**TASK BRIEF:**
Your task is to extract every line from the material below exactly.

======== DATASET EXCERPTS ========

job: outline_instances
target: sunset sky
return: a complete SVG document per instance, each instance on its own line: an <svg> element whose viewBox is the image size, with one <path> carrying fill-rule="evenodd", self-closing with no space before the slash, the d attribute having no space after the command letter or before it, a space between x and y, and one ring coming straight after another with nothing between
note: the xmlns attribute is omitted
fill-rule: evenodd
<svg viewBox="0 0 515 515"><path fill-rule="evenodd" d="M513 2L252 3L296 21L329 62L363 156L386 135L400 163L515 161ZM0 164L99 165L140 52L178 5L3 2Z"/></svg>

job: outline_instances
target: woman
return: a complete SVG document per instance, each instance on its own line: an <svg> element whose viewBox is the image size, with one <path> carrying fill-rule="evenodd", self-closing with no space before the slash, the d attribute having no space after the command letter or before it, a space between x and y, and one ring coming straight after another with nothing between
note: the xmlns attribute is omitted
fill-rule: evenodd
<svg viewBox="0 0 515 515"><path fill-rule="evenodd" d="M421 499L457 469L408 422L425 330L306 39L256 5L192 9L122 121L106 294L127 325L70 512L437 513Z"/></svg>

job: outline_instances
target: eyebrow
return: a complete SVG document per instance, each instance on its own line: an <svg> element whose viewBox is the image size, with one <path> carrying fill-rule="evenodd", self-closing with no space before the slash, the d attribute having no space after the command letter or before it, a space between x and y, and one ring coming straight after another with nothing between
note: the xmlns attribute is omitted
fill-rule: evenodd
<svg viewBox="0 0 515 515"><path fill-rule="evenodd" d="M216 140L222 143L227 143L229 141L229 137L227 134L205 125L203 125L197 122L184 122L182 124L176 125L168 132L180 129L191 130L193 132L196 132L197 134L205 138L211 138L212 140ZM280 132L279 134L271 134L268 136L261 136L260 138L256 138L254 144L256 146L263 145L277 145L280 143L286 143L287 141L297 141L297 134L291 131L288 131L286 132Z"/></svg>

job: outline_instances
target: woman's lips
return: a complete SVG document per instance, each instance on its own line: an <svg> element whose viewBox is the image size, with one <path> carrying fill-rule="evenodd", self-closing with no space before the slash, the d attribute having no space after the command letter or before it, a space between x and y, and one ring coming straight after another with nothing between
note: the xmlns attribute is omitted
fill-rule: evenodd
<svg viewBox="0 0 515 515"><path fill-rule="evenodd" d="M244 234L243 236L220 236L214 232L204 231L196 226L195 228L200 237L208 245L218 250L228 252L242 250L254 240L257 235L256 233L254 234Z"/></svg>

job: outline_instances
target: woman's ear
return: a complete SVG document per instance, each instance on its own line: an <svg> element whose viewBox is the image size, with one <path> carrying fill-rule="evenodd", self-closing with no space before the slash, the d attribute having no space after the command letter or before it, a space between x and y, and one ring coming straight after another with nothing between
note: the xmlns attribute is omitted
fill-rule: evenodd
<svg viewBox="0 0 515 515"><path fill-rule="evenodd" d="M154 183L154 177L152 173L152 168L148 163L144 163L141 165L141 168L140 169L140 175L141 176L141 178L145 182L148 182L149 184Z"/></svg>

========

**EXPECTED OUTPUT:**
job: outline_instances
target: sunset sky
return: a complete SVG document per instance, each instance on its own line: an <svg> element whose viewBox is the image size, with one <path> carrying fill-rule="evenodd", self-closing with no space before the slash, the d attribute having no space after the command letter or before it, a space between x and y, and one ring coming straight after another with nothing between
note: the xmlns attribute is omitted
fill-rule: evenodd
<svg viewBox="0 0 515 515"><path fill-rule="evenodd" d="M513 2L252 3L296 21L329 62L363 156L386 135L400 163L515 161ZM0 164L99 165L140 52L178 5L3 2Z"/></svg>

job: outline_instances
target: woman
return: a complete SVG document per instance, each instance on its own line: an <svg> element whose viewBox is the image size, with one <path> carrying fill-rule="evenodd", self-closing with no space before the slash, the d attribute having no space after the command letter or before it, a space between x and y, and one ring coming straight after another with nothing between
note: the xmlns attribute is omitted
fill-rule: evenodd
<svg viewBox="0 0 515 515"><path fill-rule="evenodd" d="M421 499L457 469L408 422L425 330L306 39L256 5L192 9L122 121L106 294L127 325L70 512L437 513Z"/></svg>

job: outline_instances
target: eyebrow
return: a complete SVG document per instance, each instance on its own line: an <svg> element whose viewBox is the image size, with one <path> carrying fill-rule="evenodd", self-closing with no space before the slash, the d attribute having no space after the command letter or before it, a space between x and y, and one ring coming straight after another with nothing between
note: the xmlns attribute is omitted
fill-rule: evenodd
<svg viewBox="0 0 515 515"><path fill-rule="evenodd" d="M216 140L222 143L227 143L229 141L229 137L227 134L205 125L203 125L197 122L184 122L182 124L176 125L168 132L180 129L191 130L193 132L196 132L197 134L205 138L211 138L212 140ZM280 132L279 134L271 134L268 136L261 136L260 138L256 138L254 144L256 146L263 145L277 145L280 143L286 143L287 141L297 141L297 134L291 131L288 131L286 132Z"/></svg>

job: outline_instances
target: woman's lips
return: a complete SVG document per instance, each instance on its own line: an <svg> element whose viewBox is the image size, with one <path> carrying fill-rule="evenodd", self-closing with no space before the slash, the d attribute having no space after the command letter or before it, a space between x and y, and one ring coming straight after another with nothing between
note: the xmlns attribute is omitted
fill-rule: evenodd
<svg viewBox="0 0 515 515"><path fill-rule="evenodd" d="M244 234L243 236L220 236L214 232L204 231L196 226L195 228L200 237L208 245L218 250L228 252L242 250L254 240L257 235L256 233L254 234Z"/></svg>

job: outline_instances
target: woman's ear
return: a complete SVG document per instance, each instance on its own line: an <svg> element whose viewBox is the image size, with one <path> carrying fill-rule="evenodd", self-closing with no space before the slash, the d attribute having no space after the command letter or before it, a space between x and y, and one ring coming straight after another with nothing between
note: the xmlns attribute is omitted
fill-rule: evenodd
<svg viewBox="0 0 515 515"><path fill-rule="evenodd" d="M154 183L154 177L152 173L152 168L148 163L144 163L141 165L141 168L140 169L140 175L141 176L141 178L145 182L148 182L149 184Z"/></svg>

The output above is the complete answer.